━━ Document source ━━
Alors qu’elle vient d’achever le tournage d’une grande série américaine, on la retrouve ce mercredi dans Quand tu seras grand, le nouveau film d'Andréa Bescond et Éric Metayer, le duo primé aux César pour Les Chatouilles. Elle y incarne Aude, une assistante scolaire dont les jeunes élèves doivent partager leurs repas avec les résidents d’un Ehpad, le temps de travaux dans leur cantine. Une comédie à la fois drôle, émouvante et engagée qu’elle défend auprès de TF1info.

Qui est Aude, l’assistante scolaire que vous interprétez à l’écran ? 

C’est quelqu’un qui fait son métier par amour. Elle n’est pas là par dépit, parce qu’elle a raté une autre vocation. Mais parce qu’elle a à cœur d’accompagner les jeunes. En tant que maman, je connais des femmes comme elle dans mon entourage et je m’en suis inspirée. Surtout une qui va peut-être se reconnaître. C’est une femme qui a développé, au-delà des attentes qu’on a d’elle, une vision pédagogique très pointue, avec une culture de son métier très exigeante. Dans le film, Aude est dans une situation particulière puisqu'elle n’a rien à faire dans un Ehpad. Il se trouve que le réfectoire de l’école où elle travaille est en travaux. Et la municipalité a trouvé cette solution provisoire où les enfants dont elle s’occupe sont amenés à partager leur repas avec les résidents. Et ça la fait sortir de sa zone de confort.

Chez nous, appeler quelqu’un "le vieux" ou "la vieille", c’est un signe d’affection
Aïssa Maïga

Que saviez-vous de l’univers des Ehpad avant d’accepter le film ?
━━━
- _Exercice proposé 1_: Recopiez le passage de l'entretien qui va de « Alors qu’elle vient » jusqu'à « auprès de TF1info. ».
- _Exercice proposé 2_: Relevez tous les adjectifs que l'introduction de l'entretien emploie pour qualifier la comédie.
Les entrées viennent d'une autre source que l'entretien.
━━ Entrées fournies ━━
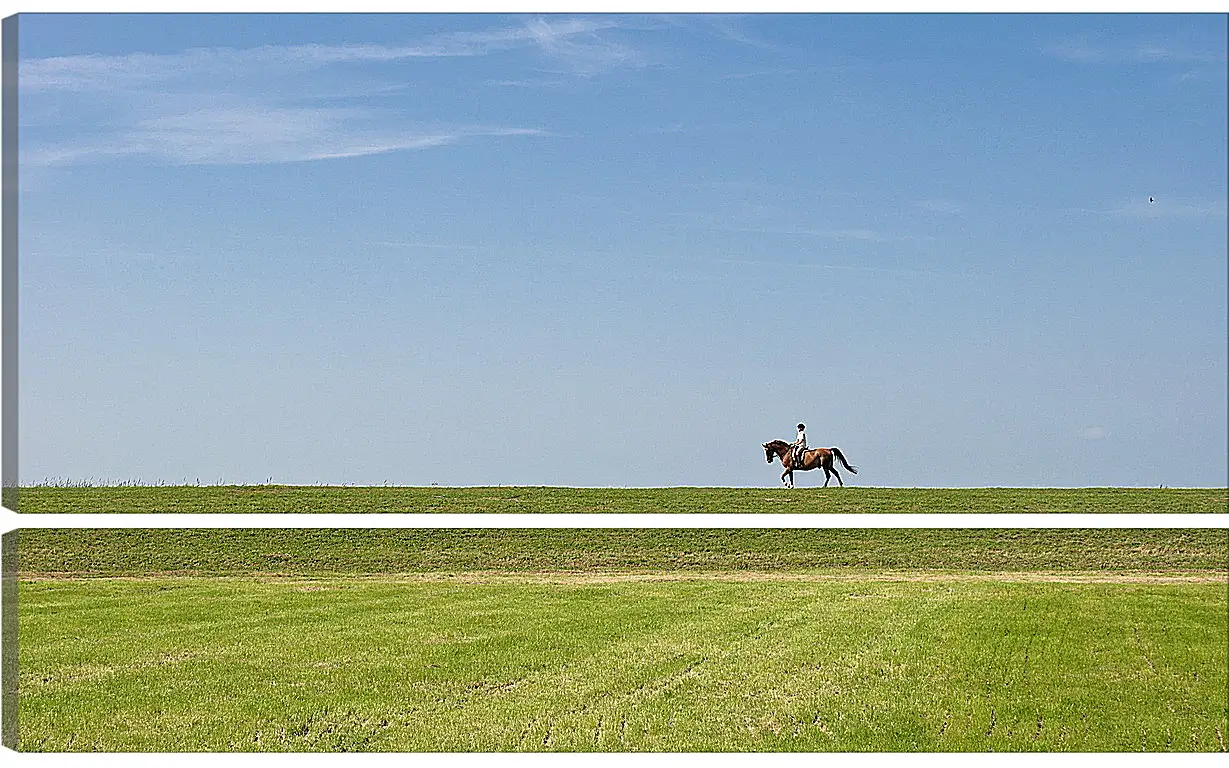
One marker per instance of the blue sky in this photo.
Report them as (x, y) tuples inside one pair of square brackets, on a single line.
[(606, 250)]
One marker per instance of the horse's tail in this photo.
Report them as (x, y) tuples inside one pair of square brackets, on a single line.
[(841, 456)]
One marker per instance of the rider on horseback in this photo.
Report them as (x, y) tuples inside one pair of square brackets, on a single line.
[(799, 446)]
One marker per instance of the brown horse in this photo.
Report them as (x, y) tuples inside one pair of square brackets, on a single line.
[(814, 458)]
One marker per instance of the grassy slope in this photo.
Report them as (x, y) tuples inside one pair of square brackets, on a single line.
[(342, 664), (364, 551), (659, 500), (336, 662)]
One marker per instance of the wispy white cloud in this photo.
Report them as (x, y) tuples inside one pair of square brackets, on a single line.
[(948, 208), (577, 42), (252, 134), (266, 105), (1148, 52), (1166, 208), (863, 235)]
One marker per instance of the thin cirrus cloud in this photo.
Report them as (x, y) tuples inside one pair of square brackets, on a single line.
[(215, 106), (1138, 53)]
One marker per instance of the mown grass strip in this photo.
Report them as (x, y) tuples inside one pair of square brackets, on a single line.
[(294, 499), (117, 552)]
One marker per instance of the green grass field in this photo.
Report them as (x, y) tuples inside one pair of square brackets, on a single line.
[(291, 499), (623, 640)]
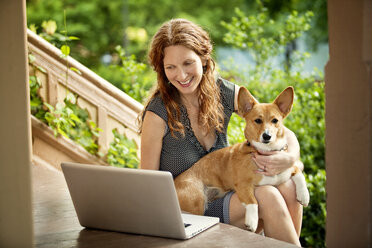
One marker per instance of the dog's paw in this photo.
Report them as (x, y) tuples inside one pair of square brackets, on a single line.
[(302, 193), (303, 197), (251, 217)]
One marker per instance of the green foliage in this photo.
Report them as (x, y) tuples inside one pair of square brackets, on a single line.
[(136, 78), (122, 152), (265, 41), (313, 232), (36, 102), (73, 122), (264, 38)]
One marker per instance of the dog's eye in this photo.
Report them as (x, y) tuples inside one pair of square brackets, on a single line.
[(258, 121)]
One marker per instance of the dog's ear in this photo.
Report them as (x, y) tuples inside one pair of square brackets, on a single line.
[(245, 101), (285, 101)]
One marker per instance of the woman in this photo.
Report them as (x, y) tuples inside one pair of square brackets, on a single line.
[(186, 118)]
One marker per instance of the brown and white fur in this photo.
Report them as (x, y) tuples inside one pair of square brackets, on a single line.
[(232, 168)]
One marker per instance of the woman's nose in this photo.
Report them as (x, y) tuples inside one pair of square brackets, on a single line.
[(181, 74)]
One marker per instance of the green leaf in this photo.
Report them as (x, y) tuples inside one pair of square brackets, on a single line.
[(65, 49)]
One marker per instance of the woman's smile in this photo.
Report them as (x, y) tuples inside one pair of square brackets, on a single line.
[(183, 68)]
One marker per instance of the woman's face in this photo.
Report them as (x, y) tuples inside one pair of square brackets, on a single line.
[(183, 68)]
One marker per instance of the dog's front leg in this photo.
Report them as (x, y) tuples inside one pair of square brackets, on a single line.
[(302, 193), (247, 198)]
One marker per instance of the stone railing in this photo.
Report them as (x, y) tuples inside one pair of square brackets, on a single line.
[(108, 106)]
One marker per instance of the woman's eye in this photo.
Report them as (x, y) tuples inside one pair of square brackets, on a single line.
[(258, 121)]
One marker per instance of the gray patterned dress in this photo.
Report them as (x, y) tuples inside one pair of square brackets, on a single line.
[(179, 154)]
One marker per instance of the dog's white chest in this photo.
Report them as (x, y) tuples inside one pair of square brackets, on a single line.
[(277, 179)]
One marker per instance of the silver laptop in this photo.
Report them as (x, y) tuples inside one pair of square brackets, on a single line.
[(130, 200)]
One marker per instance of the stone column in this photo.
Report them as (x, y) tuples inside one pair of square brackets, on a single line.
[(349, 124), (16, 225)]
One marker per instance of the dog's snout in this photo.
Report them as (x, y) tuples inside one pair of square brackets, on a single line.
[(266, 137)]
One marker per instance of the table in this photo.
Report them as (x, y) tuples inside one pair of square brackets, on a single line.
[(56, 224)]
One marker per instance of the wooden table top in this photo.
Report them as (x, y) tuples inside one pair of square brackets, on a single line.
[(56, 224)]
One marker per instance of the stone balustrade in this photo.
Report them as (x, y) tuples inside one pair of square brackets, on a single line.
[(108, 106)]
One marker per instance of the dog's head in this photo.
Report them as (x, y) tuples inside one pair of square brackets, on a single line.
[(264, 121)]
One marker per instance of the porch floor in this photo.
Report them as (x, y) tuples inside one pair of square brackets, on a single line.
━━━
- _Réponse 1_:
Alors qu’elle vient d’achever le tournage d’une grande série américaine, on la retrouve ce mercredi dans Quand tu seras grand, le nouveau film d'Andréa Bescond et Éric Metayer, le duo primé aux César pour Les Chatouilles. Elle y incarne Aude, une assistante scolaire dont les jeunes élèves doivent partager leurs repas avec les résidents d’un Ehpad, le temps de travaux dans leur cantine. Une comédie à la fois drôle, émouvante et engagée qu’elle défend auprès de TF1info.

- _Réponse 2_: drôle, émouvante, engagée